§ **Your task**: In the records below, list as a numbered list every line from the one containing "Please tag the red" through the end of the records, both inclusive, with blank lines omitted. Leave the pictures out.

Begin The data

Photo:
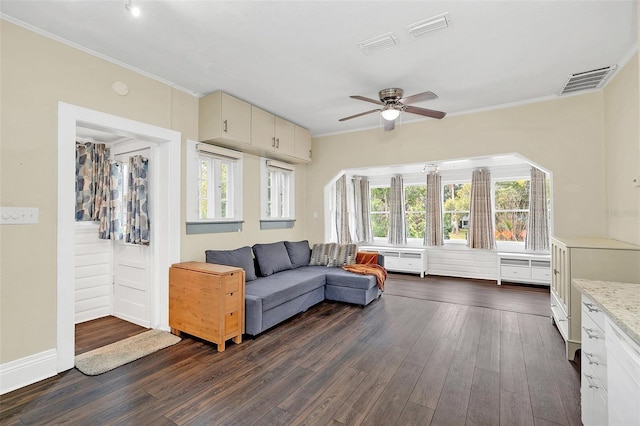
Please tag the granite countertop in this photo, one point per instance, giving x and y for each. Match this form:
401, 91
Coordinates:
621, 301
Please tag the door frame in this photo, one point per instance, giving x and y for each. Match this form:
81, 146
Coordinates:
165, 245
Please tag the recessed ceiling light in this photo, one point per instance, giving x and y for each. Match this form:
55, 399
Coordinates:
422, 28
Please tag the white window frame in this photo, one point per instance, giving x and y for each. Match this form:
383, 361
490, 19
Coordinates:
508, 245
196, 151
454, 182
285, 179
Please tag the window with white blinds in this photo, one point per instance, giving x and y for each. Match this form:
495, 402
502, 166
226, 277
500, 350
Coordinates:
214, 185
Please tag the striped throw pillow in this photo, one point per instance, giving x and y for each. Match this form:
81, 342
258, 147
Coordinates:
343, 254
320, 254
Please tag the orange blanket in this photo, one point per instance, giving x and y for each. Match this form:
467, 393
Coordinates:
372, 269
367, 258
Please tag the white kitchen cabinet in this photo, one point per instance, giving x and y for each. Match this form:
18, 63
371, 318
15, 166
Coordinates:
271, 133
623, 376
589, 258
302, 143
411, 260
225, 119
593, 365
233, 123
524, 268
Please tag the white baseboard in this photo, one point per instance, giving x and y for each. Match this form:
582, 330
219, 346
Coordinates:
25, 371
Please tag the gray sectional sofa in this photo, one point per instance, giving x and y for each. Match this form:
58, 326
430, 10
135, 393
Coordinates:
287, 278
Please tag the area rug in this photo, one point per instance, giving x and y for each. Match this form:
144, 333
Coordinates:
107, 358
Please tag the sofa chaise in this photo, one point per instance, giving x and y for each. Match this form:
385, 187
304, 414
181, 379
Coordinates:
286, 278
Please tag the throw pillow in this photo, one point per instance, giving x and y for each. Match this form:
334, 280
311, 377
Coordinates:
240, 258
272, 258
321, 253
299, 253
343, 254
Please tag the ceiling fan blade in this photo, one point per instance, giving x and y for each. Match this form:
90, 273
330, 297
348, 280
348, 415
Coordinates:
389, 124
362, 98
426, 112
420, 97
358, 115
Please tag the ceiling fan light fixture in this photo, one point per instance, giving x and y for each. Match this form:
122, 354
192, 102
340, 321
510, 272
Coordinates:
390, 113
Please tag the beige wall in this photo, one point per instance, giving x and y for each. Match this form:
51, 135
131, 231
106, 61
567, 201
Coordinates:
36, 73
622, 141
564, 136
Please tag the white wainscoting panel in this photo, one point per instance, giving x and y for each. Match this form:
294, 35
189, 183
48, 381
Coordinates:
25, 371
461, 261
93, 273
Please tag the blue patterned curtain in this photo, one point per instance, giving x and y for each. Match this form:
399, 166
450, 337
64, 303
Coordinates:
137, 201
85, 181
111, 206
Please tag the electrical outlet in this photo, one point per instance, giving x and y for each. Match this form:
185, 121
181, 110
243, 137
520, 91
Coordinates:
18, 215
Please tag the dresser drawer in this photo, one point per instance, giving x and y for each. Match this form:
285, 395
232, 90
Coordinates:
594, 350
593, 311
515, 272
541, 274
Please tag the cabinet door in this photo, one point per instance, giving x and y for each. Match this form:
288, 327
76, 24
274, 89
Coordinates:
284, 137
262, 129
302, 144
236, 119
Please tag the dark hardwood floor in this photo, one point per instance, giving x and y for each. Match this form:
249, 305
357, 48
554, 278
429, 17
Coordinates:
401, 360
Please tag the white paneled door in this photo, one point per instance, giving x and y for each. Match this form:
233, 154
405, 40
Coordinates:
132, 265
132, 283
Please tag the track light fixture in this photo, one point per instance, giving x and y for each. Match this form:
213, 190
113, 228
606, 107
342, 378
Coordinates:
132, 9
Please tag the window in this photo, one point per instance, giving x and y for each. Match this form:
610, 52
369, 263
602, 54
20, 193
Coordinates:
379, 203
415, 215
277, 194
511, 200
214, 188
456, 198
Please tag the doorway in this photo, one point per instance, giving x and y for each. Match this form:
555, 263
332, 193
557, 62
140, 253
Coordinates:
165, 232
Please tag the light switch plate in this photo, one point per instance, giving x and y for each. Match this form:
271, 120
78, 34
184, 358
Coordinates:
18, 215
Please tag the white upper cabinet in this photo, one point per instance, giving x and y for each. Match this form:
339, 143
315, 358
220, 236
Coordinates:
271, 133
302, 144
230, 122
224, 118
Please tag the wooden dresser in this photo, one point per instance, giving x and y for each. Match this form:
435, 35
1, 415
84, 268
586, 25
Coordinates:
207, 301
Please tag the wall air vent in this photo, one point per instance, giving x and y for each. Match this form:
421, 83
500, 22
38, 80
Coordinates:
422, 28
587, 80
376, 44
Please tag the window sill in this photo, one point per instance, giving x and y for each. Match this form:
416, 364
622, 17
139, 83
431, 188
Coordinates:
277, 223
213, 227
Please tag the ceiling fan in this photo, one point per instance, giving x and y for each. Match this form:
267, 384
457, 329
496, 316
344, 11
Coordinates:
393, 104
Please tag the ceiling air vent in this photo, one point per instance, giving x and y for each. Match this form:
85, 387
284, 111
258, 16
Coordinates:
587, 80
422, 28
376, 44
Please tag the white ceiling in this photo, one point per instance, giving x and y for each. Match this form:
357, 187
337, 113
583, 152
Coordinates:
300, 60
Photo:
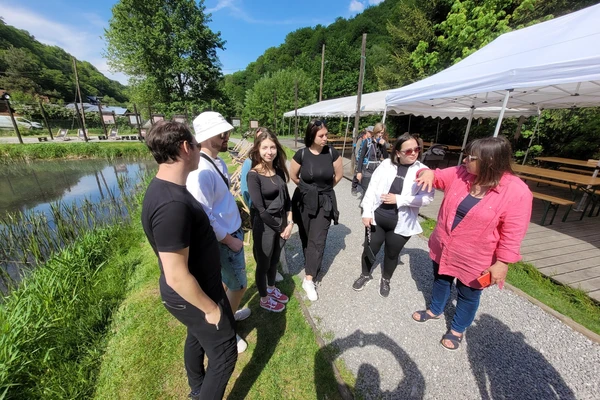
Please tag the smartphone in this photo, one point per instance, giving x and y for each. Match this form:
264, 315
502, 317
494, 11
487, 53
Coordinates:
485, 280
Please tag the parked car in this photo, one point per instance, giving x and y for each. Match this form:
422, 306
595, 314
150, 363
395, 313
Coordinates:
6, 123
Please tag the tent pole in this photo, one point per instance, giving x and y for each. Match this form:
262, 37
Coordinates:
532, 136
346, 135
462, 149
501, 116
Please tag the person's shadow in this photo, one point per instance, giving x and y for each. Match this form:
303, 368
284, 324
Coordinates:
368, 379
270, 328
336, 242
513, 369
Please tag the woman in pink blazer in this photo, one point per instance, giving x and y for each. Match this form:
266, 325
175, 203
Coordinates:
481, 223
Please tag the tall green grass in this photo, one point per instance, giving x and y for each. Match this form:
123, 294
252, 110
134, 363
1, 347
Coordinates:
10, 153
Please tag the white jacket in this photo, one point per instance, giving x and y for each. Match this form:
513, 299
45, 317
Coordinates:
408, 202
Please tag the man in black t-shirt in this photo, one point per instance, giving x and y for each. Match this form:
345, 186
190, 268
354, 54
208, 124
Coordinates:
181, 236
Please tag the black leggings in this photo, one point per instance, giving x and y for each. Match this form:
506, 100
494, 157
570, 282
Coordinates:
267, 249
394, 243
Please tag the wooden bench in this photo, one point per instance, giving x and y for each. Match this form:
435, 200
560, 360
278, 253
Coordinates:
576, 170
553, 202
546, 181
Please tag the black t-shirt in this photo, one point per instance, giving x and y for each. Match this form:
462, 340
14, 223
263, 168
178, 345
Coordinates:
317, 169
264, 190
391, 210
173, 220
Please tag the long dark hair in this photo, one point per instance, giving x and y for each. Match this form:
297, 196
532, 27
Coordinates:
278, 161
311, 131
494, 155
398, 145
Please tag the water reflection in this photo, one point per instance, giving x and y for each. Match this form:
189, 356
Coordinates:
33, 186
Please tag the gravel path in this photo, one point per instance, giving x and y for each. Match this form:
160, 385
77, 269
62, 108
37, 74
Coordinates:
514, 350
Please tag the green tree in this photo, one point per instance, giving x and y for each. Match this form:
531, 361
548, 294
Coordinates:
259, 99
166, 48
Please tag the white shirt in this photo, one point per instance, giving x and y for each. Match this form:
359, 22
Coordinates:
408, 202
207, 186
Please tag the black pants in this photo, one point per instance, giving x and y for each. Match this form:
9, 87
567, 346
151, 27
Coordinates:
394, 243
219, 345
266, 249
313, 234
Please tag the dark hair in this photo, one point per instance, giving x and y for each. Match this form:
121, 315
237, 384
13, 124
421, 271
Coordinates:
280, 158
164, 139
494, 157
398, 145
311, 130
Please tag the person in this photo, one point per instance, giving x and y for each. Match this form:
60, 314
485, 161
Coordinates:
315, 169
180, 234
357, 148
209, 184
391, 209
481, 224
369, 158
246, 167
272, 216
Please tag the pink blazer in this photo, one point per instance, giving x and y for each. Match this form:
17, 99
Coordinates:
492, 230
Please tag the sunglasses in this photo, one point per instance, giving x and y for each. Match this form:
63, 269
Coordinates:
409, 152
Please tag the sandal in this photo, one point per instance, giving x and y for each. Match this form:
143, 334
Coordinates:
455, 340
424, 316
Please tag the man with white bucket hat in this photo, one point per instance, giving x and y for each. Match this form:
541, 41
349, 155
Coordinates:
209, 184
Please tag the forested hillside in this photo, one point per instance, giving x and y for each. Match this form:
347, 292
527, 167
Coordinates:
28, 67
408, 40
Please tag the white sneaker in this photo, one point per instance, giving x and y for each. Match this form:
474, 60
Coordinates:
242, 314
309, 288
242, 345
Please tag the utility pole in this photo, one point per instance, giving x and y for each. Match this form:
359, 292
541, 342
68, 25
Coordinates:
102, 117
296, 112
45, 118
80, 100
275, 109
322, 68
359, 94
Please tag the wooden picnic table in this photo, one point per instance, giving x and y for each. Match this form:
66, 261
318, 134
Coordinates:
569, 161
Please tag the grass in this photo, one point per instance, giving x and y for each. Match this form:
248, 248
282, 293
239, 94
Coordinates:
573, 303
10, 153
144, 359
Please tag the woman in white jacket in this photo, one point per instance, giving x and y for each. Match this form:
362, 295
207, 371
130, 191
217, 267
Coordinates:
390, 210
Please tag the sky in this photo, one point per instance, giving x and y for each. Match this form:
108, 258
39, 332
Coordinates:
249, 27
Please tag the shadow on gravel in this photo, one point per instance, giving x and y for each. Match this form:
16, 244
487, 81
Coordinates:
421, 270
512, 369
412, 386
270, 327
336, 242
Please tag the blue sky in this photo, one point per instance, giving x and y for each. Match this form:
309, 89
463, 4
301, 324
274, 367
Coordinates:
248, 27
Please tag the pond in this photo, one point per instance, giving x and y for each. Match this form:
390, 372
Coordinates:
45, 205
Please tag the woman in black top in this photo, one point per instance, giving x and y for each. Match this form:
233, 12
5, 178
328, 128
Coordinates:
316, 169
272, 217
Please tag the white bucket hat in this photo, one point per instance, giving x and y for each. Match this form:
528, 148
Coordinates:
209, 124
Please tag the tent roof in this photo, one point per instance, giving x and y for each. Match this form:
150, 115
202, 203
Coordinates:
554, 64
374, 103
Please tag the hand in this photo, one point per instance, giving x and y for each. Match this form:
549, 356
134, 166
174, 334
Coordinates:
214, 316
234, 244
388, 198
287, 232
425, 179
498, 271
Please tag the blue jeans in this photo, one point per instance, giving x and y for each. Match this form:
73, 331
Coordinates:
467, 301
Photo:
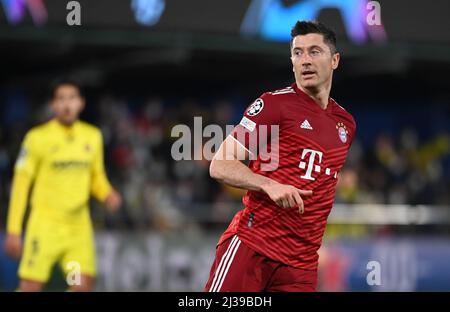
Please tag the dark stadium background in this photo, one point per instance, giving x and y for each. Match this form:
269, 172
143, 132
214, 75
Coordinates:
393, 198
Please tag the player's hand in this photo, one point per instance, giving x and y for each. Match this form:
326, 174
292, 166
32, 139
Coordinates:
113, 201
13, 246
286, 196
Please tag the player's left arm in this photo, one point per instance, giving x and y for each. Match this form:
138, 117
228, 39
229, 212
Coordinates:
101, 189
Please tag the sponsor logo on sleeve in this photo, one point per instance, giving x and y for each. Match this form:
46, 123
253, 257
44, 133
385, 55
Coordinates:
255, 108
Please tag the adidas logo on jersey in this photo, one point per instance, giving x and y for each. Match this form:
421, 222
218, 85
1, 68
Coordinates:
306, 125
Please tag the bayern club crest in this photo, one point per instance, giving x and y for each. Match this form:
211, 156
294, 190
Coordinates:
255, 108
342, 132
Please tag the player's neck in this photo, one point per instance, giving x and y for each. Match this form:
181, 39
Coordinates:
319, 95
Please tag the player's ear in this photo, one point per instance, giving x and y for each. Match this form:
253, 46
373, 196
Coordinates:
335, 60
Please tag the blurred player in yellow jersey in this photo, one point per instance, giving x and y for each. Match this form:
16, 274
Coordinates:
63, 158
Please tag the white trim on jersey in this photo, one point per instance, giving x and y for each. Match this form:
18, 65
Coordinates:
283, 92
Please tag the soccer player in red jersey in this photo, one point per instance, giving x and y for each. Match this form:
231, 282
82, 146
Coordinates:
272, 244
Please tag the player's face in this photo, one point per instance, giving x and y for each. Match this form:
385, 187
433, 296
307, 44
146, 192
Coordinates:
67, 104
313, 61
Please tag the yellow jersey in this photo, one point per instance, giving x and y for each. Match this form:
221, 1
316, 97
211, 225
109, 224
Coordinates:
65, 165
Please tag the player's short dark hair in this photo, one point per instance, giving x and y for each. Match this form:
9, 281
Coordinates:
65, 81
313, 27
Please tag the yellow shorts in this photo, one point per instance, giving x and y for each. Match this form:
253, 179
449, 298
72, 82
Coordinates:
73, 248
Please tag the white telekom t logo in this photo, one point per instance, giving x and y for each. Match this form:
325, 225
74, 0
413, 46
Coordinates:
311, 165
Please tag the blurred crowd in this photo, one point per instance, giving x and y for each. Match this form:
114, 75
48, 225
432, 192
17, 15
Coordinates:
401, 167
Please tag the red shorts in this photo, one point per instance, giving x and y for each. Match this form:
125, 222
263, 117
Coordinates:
237, 268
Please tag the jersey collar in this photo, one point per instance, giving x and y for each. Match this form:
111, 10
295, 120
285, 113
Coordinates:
310, 101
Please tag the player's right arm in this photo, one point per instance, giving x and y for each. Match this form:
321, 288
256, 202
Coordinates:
24, 172
226, 166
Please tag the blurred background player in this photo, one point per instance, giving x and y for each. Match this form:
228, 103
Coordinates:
272, 244
63, 158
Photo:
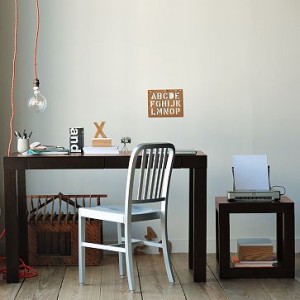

End The data

§ **Full solution**:
1. Please tag the red shorts in this photo, one point per instance, giving x and y for each. Match this form:
2. 125, 222
3. 263, 117
4. Coordinates:
5. 237, 268
6. Please tag the jersey collar in this photo, one point per instance, giving x and y for each. Match this form:
7. 111, 10
8. 295, 120
9. 285, 113
10. Coordinates:
11. 310, 101
12. Please tag the player's right arm in this photo, one point per instance, giving x and y for each. Match this form:
13. 321, 288
14. 256, 202
15. Coordinates:
16. 24, 172
17. 226, 166
18. Please tag the blurred background player in this photo, one point per instance, giving x and y for each. Match this form:
19. 228, 103
20. Coordinates:
21. 272, 244
22. 63, 158
23. Photo:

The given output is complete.